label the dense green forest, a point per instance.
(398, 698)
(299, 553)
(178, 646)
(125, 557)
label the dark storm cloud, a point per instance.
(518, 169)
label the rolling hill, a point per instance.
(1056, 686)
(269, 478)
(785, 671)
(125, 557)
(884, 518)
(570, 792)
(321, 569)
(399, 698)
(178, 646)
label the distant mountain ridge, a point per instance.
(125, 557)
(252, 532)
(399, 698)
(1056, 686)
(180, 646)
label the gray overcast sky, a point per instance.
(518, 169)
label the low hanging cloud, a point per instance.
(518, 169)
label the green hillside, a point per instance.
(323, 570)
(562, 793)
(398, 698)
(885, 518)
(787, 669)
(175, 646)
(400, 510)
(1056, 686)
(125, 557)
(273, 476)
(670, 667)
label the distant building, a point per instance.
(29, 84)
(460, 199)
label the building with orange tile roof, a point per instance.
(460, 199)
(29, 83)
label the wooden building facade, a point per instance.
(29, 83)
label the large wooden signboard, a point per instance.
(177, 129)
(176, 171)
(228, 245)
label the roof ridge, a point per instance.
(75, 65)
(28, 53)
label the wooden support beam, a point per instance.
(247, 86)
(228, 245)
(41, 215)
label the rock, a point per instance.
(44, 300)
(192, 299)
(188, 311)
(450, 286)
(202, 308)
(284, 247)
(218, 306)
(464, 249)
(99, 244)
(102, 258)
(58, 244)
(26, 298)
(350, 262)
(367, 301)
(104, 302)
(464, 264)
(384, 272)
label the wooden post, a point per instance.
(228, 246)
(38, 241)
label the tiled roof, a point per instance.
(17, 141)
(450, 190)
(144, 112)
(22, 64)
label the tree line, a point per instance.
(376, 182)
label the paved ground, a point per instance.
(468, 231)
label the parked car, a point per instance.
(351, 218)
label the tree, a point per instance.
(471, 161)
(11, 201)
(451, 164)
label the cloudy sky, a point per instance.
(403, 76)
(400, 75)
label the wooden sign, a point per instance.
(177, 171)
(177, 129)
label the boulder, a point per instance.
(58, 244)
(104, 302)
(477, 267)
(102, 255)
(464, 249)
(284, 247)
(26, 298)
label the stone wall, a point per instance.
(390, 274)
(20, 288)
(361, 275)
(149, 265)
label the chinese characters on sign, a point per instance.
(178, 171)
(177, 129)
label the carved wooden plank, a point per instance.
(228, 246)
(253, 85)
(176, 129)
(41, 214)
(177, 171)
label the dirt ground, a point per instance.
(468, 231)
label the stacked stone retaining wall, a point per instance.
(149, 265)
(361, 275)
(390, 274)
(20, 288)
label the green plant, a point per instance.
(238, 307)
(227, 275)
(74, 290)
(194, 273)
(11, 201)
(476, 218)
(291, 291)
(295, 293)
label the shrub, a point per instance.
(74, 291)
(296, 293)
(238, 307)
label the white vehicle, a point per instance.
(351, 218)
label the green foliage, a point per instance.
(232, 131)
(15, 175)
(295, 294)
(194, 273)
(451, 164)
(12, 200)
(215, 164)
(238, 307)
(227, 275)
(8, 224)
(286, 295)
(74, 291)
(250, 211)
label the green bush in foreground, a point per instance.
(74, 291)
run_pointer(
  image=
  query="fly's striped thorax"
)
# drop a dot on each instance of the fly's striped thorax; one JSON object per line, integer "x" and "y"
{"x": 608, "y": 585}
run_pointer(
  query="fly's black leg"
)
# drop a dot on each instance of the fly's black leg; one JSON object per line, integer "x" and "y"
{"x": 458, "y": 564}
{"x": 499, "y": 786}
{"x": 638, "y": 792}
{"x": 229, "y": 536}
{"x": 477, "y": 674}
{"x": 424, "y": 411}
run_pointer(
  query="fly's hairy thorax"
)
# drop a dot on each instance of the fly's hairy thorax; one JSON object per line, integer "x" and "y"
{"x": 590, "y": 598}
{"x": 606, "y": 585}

▸ Instructions to follow
All lines of the material that contain the word "query" should be listed.

▸ Exercise response
  query="fly's striped thorax"
  query="fly's black leg"
  query="fly's hairy thorax"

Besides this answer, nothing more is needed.